--- start Page ---

Finally, a rapidly emerging issue that’s starting to  shake up organizations is Gen Z, a particularly tech savvy cohort that possesses a high level of self-confidence and that wishes to distance itself from Gen Y. Their approach to work is more fluid, much less hierarchical and virtual-oriented through the use of technology. A major challenge for those in senior managerial positions will be how to organize work efficiently. Teamwork will undoubtedly continue to be an integral part of how organizations function, but the conventional assumption of what constitutes teamwork will increasingly be challenged.

A suggestion to those who are feeling stressed or threatened as a result of the growing turbulence in organizations and society is to follow these simple words: “Be open to outcome, not attached to it.” Maintaining an open mind will enable you to see the opportunities that are resident in change and to adapt much faster and more easily.

To be conscious that you are ignorant of the facts is a great step to knowledge.
— Benjamin Disraeli

Connect with Jim on Twitter @jlctaggart and LinkedIn

Turning People On to Teamwork

June 9, 2022

My recent posts explored what it means to be a team, the five levels of teamwork, how to build performance, the four major team player types, and the four stages of team development.

It’s important that leaders set the proper context—the atmosphere—for teamwork. Remember, teamwork is not an end to itself. It’s built around the need to accomplish something. A common purpose, mutual accountability, interdependence of effort, and trust serve as the foundation to building a strong team.

In building a strong team, it’s vital in the early stage that people learn about themselves. They need to understand their own strengths and weaknesses and what they need to do to respond to the latter. They must develop their own personal visions of what they want to achieve in their lives and how they’re going to realize this. And a key component of this is people taking responsibility for their personal growth and development. This is achieved best by adopting a lifelong learning philosophy, one in which the team member strives to continually improve himself or herself.

--- end Page ---
--- start Data records ---

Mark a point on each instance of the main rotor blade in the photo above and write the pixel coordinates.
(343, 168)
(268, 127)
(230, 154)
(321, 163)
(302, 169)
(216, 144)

--- end Data records ---

▶ _Written exercise_: Write out the teamwork article from "Connect with Jim" to "of team development.". The rows come from a separate source, unrelated to the teamwork article.

▶ _Answer_:
Connect with Jim on Twitter @jlctaggart and LinkedIn

Turning People On to Teamwork

June 9, 2022

My recent posts explored what it means to be a team, the five levels of teamwork, how to build performance, the four major team player types, and the four stages of team development.